Posted by Mick McDonald on March 21st, 2018

Rush the Court’s ACC microsite writers Brad JenkinsMatt Auerbach and Mick McDonald chatted this week to recap a wild opening weekend of the NCAA Tournament and preview the chances of the four remaining ACC schools making the Final Four.

The Answer to Your Trivia Question is Virginia (USA Today Images)

Brad Jenkins: OK guys. Before we look ahead to the Sweet Sixteen, let’s recap the crazy first weekend of the NCAA Tournament. I guess we have to start with the surprising outcomes that I witnessed in Charlotte. Mick, we’ll go ahead and let you give your take on what happened to Virginia.

Mick McDonald: Do I have to? I haven’t had the stomach to go back and watch it, and frankly, most of the game feels like a haze. Sort of like a bad dream you try to forget. That said, it was a collection of things, all of which were a worst case scenario for Virginia. Early foul trouble for Devon Hall and Isaiah Wilkins, plus Tony Bennett’s refusal to play Marco Anthony, meant they had to play the same five guys (including Nigel Johnson and Jack Salt, who aren’t scorers) most of the first half. Secondly, their jump shots weren’t falling. Third, UMBC hung around long enough to get their confidence up. All of that still led to a halftime tie. Most Virginia fans were having Coastal Carolina flashbacks to 2014, still thinking they’d put it together. When the first play of the second half was an and-one to give Wilkins his third foul, things felt different. Then UMBC couldn’t miss, Virginia lost its composure and it was over. And yes, not having DeAndre Hunter hurt. But it was by no means the lone reason they lost.

> Dataset excerpts
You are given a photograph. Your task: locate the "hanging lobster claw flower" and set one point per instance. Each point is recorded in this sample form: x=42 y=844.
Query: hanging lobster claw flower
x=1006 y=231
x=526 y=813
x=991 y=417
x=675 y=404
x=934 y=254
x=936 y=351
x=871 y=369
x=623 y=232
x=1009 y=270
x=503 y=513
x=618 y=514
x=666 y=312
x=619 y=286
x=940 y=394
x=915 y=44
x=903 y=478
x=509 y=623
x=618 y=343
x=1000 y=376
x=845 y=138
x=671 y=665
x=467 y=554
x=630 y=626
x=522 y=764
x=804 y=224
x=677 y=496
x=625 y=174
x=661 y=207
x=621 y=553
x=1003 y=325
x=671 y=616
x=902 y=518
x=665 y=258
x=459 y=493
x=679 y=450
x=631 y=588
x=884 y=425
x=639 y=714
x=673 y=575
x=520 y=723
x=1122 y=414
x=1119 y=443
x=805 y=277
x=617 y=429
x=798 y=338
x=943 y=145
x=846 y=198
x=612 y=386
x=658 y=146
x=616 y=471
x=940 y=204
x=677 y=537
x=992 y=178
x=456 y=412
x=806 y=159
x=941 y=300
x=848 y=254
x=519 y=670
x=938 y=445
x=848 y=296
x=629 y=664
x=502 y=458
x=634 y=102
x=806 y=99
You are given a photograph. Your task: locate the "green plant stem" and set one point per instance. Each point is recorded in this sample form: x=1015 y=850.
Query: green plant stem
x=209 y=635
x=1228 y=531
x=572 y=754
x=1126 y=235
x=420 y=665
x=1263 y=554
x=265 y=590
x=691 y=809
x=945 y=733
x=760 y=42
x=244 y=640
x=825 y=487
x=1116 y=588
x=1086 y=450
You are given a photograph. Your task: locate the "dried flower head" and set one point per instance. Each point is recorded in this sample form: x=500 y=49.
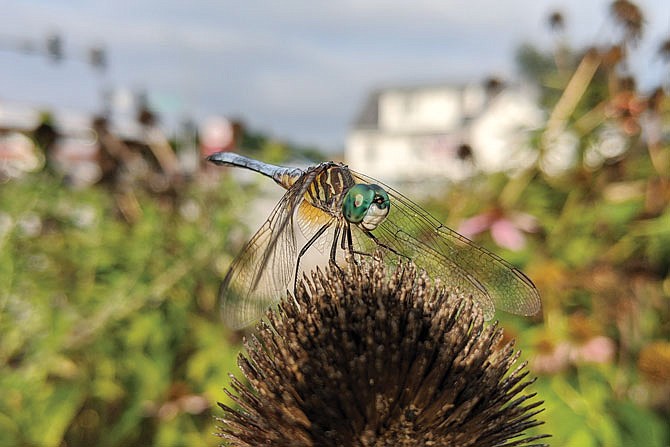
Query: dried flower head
x=363 y=358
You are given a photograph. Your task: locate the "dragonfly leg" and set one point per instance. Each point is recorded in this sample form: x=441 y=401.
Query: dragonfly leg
x=304 y=249
x=333 y=250
x=381 y=244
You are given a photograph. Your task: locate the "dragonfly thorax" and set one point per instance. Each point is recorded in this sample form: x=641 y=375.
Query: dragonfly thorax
x=366 y=205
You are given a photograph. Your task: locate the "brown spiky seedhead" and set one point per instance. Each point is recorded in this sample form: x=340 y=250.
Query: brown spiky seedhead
x=366 y=358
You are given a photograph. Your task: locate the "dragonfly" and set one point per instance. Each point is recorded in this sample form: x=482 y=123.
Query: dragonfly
x=349 y=215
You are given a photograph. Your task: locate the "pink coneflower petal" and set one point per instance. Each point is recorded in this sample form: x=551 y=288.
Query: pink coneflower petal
x=507 y=235
x=475 y=225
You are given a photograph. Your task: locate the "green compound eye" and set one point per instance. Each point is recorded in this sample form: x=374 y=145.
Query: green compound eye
x=366 y=205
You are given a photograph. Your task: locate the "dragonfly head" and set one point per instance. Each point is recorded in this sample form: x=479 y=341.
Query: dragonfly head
x=366 y=205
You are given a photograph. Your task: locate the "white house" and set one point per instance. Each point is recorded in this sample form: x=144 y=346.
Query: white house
x=443 y=132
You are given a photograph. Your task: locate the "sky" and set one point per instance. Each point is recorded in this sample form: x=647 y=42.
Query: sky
x=298 y=70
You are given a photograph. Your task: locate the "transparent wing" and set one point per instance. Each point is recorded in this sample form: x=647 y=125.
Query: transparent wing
x=410 y=232
x=264 y=270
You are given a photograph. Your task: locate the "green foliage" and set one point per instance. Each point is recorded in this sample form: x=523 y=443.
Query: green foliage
x=109 y=330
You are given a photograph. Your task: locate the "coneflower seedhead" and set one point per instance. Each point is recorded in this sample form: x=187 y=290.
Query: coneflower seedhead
x=363 y=358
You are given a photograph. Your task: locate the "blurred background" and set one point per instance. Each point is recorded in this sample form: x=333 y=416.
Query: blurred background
x=539 y=129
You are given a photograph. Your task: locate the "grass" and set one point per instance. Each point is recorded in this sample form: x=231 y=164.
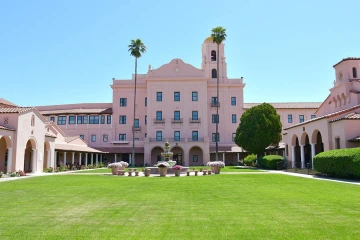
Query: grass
x=261 y=206
x=225 y=169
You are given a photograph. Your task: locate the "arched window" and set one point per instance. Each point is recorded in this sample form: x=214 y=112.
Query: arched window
x=213 y=55
x=213 y=73
x=354 y=72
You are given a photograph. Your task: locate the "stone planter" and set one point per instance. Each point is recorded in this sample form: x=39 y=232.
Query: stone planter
x=147 y=172
x=162 y=171
x=114 y=170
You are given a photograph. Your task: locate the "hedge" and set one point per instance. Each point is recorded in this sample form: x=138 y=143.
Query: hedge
x=339 y=162
x=270 y=161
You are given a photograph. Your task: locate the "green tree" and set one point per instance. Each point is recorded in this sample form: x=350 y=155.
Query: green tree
x=136 y=48
x=218 y=35
x=259 y=127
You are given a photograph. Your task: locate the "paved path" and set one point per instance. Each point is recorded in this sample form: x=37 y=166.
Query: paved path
x=141 y=174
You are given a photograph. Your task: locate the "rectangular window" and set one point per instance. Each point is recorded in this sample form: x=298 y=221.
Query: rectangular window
x=122 y=137
x=214 y=101
x=105 y=138
x=158 y=115
x=301 y=118
x=137 y=123
x=176 y=115
x=194 y=96
x=159 y=136
x=233 y=118
x=176 y=96
x=215 y=119
x=159 y=96
x=233 y=101
x=79 y=119
x=195 y=135
x=93 y=119
x=289 y=118
x=195 y=115
x=214 y=138
x=123 y=102
x=61 y=120
x=122 y=119
x=177 y=136
x=72 y=119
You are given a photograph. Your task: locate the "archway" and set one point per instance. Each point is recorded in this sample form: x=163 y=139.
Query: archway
x=317 y=139
x=196 y=156
x=30 y=156
x=178 y=155
x=5 y=143
x=156 y=155
x=46 y=158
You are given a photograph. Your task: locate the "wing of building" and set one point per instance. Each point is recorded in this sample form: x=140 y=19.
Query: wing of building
x=176 y=103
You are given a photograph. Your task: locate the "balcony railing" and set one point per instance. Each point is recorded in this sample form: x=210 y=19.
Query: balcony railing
x=214 y=104
x=195 y=139
x=194 y=120
x=157 y=139
x=176 y=120
x=159 y=120
x=176 y=139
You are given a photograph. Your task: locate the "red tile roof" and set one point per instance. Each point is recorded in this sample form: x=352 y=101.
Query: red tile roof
x=288 y=105
x=15 y=109
x=78 y=111
x=6 y=128
x=330 y=115
x=346 y=59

> Aim
Retype the full NCAA Tournament recap above, word for word, without changing anything.

> Full response
Posted by Mick McDonald on March 21st, 2018

Rush the Court’s ACC microsite writers Brad JenkinsMatt Auerbach and Mick McDonald chatted this week to recap a wild opening weekend of the NCAA Tournament and preview the chances of the four remaining ACC schools making the Final Four.

The Answer to Your Trivia Question is Virginia (USA Today Images)

Brad Jenkins: OK guys. Before we look ahead to the Sweet Sixteen, let’s recap the crazy first weekend of the NCAA Tournament. I guess we have to start with the surprising outcomes that I witnessed in Charlotte. Mick, we’ll go ahead and let you give your take on what happened to Virginia.

Mick McDonald: Do I have to? I haven’t had the stomach to go back and watch it, and frankly, most of the game feels like a haze. Sort of like a bad dream you try to forget. That said, it was a collection of things, all of which were a worst case scenario for Virginia. Early foul trouble for Devon Hall and Isaiah Wilkins, plus Tony Bennett’s refusal to play Marco Anthony, meant they had to play the same five guys (including Nigel Johnson and Jack Salt, who aren’t scorers) most of the first half. Secondly, their jump shots weren’t falling. Third, UMBC hung around long enough to get their confidence up. All of that still led to a halftime tie. Most Virginia fans were having Coastal Carolina flashbacks to 2014, still thinking they’d put it together. When the first play of the second half was an and-one to give Wilkins his third foul, things felt different. Then UMBC couldn’t miss, Virginia lost its composure and it was over. And yes, not having DeAndre Hunter hurt. But it was by no means the lone reason they lost.